• TASK DESCRIPTION: Count how many lines in the data below contain the string "outline", treating uppercase and lowercase as different, and reply with the number alone.

• TASK DATA:
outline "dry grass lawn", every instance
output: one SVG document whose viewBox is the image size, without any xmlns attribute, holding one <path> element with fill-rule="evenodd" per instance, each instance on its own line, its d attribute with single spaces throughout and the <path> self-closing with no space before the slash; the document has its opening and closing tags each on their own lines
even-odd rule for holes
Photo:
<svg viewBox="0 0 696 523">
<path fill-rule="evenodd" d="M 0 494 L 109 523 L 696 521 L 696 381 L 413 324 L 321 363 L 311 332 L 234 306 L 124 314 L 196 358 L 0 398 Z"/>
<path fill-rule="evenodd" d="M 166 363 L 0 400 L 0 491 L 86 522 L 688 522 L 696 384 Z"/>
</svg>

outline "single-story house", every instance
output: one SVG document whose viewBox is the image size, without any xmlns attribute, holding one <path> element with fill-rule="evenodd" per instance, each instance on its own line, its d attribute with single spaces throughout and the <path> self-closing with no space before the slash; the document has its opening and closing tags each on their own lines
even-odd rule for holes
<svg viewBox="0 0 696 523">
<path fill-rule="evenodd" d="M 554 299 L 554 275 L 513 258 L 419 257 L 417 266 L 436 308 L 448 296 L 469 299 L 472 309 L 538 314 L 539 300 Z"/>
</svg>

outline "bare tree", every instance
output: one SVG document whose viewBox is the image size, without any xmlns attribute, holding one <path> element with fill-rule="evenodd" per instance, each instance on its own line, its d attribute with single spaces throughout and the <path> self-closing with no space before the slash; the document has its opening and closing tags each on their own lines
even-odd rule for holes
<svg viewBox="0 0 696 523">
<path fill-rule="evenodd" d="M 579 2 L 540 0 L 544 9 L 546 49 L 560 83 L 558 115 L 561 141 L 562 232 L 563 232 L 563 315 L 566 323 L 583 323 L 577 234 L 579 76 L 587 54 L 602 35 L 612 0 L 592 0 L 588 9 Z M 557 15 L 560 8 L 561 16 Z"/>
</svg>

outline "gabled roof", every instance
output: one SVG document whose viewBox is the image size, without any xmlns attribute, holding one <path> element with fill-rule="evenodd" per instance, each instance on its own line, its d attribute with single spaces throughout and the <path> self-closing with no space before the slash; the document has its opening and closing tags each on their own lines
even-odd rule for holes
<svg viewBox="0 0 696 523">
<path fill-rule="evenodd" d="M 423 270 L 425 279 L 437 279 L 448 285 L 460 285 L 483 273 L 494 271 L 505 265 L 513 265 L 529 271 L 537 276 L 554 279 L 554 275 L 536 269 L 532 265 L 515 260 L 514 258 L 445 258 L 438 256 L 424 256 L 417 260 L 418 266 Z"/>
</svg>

• RESPONSE: 4